-- Trecho --

----

Propõe-se alterar o artigo 124 para aumentar o prazo de convocação da assembleia geral de companhia aberta de quinze para trinta dias, sem qualquer necessidade, uma vez que, no caso de operações mais complexas a CVM pode aumentar para trinta dias o prazo em que os documentos relativos às matérias que serão discutidas sejam postos à disposição dos acionistas; pode ainda interromper por quinze dias o prazo para analisar as propostas que serão postas para deliberação dos acionistas.
Propõe-se, ainda, vedar na companhia aberta a acumulação do cargo de presidente do conselho de administração com o de diretor presidente ou principal executivo da companhia, ressalvando-se, porém, que a CVM poderá excepcionar tal vedação para companhias com menor faturamento. Também num aceno à melhor “governança” das companhias abertas propõe a MP que é obrigatória a presença de conselheiros independentes no conselho de administração, “nos termos e prazos definidos pela Comissão de Valores Mobiliários”. Ora, tais medidas podem ser tidas como recomendáveis, porém jamais devem ser obrigatórias, cabendo a cada companhia organizar sua gestão da melhor que melhor lhe aprouver.

----

-- Dados --
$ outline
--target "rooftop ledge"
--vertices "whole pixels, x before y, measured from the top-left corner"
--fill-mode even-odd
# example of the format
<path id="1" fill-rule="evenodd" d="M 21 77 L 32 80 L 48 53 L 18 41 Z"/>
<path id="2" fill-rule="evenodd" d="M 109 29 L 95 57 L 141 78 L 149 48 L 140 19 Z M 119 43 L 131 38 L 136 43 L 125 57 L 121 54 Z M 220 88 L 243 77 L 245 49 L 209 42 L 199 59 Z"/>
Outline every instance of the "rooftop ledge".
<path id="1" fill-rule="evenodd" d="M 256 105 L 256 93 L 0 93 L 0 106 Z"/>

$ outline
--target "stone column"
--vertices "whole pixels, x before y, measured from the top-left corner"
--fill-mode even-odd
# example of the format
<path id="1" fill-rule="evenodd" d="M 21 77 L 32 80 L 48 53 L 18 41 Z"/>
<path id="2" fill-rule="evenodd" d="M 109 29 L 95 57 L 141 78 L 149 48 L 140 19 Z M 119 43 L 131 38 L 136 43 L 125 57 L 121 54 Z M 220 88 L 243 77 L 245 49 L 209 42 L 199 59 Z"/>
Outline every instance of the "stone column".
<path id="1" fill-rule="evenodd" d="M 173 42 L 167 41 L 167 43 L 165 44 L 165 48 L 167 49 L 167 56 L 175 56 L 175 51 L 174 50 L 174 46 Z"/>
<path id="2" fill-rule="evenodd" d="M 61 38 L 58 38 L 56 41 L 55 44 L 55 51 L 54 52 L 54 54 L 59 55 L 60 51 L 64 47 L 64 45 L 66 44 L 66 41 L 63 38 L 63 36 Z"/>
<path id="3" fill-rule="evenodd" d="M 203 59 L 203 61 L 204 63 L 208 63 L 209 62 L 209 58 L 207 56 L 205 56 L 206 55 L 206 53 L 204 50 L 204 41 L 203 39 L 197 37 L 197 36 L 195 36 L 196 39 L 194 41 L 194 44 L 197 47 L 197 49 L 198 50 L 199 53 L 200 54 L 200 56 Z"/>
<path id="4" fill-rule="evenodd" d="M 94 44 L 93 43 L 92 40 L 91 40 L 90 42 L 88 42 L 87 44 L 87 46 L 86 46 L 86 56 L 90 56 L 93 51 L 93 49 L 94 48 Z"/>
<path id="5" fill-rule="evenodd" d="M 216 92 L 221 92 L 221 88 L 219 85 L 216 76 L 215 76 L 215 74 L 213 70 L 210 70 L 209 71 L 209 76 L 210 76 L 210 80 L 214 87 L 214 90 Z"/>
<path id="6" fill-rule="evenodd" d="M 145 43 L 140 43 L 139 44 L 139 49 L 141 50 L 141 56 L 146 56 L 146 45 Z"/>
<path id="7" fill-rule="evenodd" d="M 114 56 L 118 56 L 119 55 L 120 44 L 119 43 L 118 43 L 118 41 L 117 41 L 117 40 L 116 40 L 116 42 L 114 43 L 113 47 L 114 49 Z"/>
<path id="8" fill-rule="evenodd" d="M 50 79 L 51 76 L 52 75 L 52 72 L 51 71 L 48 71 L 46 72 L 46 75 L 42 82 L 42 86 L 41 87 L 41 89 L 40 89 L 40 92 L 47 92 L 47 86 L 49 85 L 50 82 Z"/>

----

-- Requisitos das tarefas --
1 - Reproduza fielmente a parte do trecho sobre as propostas para companhias abertas que começa nas palavras "Propõe-se, ainda, vedar" e termina depois de "melhor lhe aprouver.".
2 - Segundo o trecho sobre as propostas para companhias abertas, para quantos dias se propõe aumentar o prazo de convocação da assembleia geral?
3 - Continue o trecho sobre as propostas para companhias abertas a partir do ponto em que ele termina.

-- Tarefas resolvidas --
1 -
Propõe-se, ainda, vedar na companhia aberta a acumulação do cargo de presidente do conselho de administração com o de diretor presidente ou principal executivo da companhia, ressalvando-se, porém, que a CVM poderá excepcionar tal vedação para companhias com menor faturamento. Também num aceno à melhor “governança” das companhias abertas propõe a MP que é obrigatória a presença de conselheiros independentes no conselho de administração, “nos termos e prazos definidos pela Comissão de Valores Mobiliários”. Ora, tais medidas podem ser tidas como recomendáveis, porém jamais devem ser obrigatórias, cabendo a cada companhia organizar sua gestão da melhor que melhor lhe aprouver.

2 - De quinze para trinta dias.

3 -
Aliás, é interessante notar que, não sabendo como resolver as questões de operações entre partes relacionadas, vedação à acumulação de cargos e presença de conselheiros independentes no conselho de administração, os redatores da MP, simplesmente delegam à CVM tais tarefas, “empurrando o abacaxi” para o órgão regulador do mercado de capitais.
Há um enorme número de propostas de Emendas no Congresso, algumas delas interessantes, principalmente a que busca introduzir entre nós o instituto do voto plural, existente em muitos outros países, e que facilita a captação de recursos, principalmente em mercados mais desenvolvidos, ao permitir o exercício do poder de controle, por parte do empreendedor, com um menor percentual de ações. Trata-se de discussão relevante, mas que não cabe no âmbito da tramitação de uma Medida Provisória, demandando uma discussão mais aprofundada, com todos os agentes do mercado.
A Lei das S.A. é, reconhecidamente, um monumento legislativo, muito bem elaborada e que resolve, de maneira sistemática, os principais conflitos entre acionistas controladores e minoritários, complementada adequadamente pelas normas regulamentares e Pareceres de Orientação da CVM. Não faz o menor sentido alterar alguns de seus dispositivos, comprometendo sua sistematicidade, para tentar “pontuar” no Relatório do Banco Mundial.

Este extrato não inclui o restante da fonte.